_Task requirements:_ Copy out every line in the entries below that contains the word "scope".

_Material for this task:_
-- BEGIN --

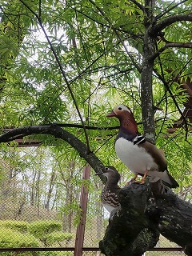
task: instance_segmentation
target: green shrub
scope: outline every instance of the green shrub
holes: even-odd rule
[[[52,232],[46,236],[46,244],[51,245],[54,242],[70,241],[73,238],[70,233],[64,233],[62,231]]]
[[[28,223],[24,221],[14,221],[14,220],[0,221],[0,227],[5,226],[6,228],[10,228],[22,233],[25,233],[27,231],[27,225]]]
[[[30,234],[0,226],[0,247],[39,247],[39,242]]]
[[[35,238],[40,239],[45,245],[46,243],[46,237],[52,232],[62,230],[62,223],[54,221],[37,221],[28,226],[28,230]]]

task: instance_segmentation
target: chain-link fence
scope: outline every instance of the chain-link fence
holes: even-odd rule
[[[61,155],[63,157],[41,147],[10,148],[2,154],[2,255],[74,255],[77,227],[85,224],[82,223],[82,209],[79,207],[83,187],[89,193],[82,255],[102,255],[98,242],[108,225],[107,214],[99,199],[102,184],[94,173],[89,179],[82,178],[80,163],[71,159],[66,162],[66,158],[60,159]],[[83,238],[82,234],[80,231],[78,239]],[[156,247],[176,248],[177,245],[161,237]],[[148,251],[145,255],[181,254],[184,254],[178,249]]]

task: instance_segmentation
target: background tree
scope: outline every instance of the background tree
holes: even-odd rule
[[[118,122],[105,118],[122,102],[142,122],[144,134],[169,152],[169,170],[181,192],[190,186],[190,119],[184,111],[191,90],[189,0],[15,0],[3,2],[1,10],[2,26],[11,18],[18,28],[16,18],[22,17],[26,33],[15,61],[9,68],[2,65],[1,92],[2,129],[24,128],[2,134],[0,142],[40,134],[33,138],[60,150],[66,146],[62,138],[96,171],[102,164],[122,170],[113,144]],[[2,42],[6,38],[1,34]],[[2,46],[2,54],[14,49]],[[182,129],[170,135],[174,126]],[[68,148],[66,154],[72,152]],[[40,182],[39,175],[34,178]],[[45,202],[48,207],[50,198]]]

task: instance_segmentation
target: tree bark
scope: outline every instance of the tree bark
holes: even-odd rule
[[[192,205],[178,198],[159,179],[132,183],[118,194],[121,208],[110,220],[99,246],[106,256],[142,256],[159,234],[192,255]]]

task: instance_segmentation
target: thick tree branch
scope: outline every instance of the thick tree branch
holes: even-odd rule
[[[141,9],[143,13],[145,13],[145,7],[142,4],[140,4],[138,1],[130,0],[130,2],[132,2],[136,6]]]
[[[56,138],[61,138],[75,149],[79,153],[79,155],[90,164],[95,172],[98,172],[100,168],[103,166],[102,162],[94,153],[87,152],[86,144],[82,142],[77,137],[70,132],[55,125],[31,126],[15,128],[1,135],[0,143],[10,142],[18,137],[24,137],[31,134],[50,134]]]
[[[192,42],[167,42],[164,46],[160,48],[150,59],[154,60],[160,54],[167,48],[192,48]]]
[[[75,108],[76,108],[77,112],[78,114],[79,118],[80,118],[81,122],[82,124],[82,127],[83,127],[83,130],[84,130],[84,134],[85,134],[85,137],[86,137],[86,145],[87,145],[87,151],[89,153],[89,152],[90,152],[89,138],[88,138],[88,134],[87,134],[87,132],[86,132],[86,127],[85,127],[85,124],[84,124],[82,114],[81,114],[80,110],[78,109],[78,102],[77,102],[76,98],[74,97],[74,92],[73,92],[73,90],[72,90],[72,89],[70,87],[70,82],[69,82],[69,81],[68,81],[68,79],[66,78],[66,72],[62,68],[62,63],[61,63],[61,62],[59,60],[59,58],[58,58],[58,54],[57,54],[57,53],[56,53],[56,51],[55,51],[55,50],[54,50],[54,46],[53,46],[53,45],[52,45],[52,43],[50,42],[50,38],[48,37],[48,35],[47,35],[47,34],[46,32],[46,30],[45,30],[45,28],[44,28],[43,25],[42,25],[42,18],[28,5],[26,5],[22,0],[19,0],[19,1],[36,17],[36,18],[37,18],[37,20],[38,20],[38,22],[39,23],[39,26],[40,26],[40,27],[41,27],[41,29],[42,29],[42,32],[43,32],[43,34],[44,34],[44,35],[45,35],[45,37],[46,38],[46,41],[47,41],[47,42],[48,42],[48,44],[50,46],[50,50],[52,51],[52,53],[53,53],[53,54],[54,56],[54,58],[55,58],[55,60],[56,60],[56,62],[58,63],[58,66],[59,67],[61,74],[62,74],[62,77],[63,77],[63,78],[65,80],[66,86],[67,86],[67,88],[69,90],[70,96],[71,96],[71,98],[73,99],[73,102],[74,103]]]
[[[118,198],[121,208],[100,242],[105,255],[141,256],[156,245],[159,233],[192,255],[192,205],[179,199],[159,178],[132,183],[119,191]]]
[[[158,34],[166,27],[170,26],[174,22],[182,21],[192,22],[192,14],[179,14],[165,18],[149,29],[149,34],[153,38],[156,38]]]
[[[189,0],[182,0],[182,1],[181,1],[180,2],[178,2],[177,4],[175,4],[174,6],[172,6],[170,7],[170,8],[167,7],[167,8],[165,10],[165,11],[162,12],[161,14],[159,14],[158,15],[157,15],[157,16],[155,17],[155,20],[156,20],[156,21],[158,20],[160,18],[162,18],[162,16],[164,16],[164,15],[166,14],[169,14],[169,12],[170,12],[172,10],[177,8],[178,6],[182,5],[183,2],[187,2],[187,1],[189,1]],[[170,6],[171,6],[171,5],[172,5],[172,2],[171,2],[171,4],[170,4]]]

-- END --
-- BEGIN --

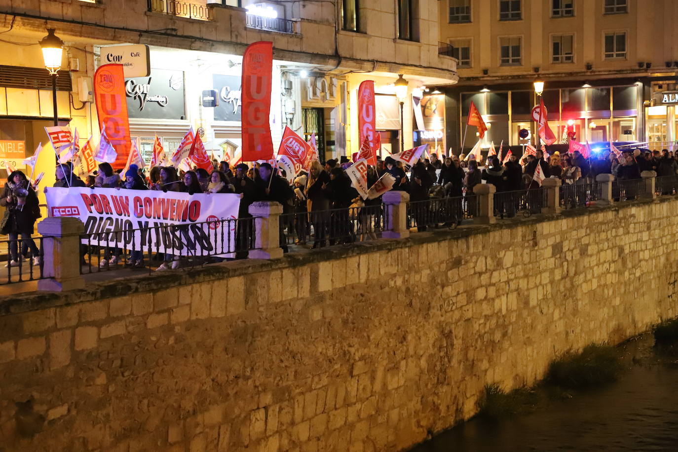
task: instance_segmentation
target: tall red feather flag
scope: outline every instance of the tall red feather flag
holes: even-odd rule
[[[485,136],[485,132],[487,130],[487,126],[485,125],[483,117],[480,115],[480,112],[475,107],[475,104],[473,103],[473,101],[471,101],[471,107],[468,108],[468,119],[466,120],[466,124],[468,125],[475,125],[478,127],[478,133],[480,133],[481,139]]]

-- END --
-- BEGIN --

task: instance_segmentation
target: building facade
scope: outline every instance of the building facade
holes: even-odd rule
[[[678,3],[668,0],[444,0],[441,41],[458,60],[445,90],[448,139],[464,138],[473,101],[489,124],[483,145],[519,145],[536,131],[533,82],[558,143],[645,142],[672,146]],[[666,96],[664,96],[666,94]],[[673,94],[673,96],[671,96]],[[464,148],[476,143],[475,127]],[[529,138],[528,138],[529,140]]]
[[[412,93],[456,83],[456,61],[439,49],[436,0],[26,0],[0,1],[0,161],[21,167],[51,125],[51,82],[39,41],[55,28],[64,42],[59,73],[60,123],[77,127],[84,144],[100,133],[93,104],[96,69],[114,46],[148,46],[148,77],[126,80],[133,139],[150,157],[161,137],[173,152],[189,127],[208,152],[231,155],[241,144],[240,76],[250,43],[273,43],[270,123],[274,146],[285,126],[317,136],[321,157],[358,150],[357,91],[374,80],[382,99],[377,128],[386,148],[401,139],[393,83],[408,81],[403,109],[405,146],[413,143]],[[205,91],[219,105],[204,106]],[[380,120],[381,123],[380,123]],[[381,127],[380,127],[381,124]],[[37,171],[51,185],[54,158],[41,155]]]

-- END --

_The answer:_
scope: outline every instance of the green shrub
scope: outline every instance of the chain-link fence
scope: outline every instance of the background tree
scope: outline every instance of the tree bark
scope: outline every instance of the thick tree branch
scope: outline every instance of the tall red feather flag
scope: outline every instance of the building facade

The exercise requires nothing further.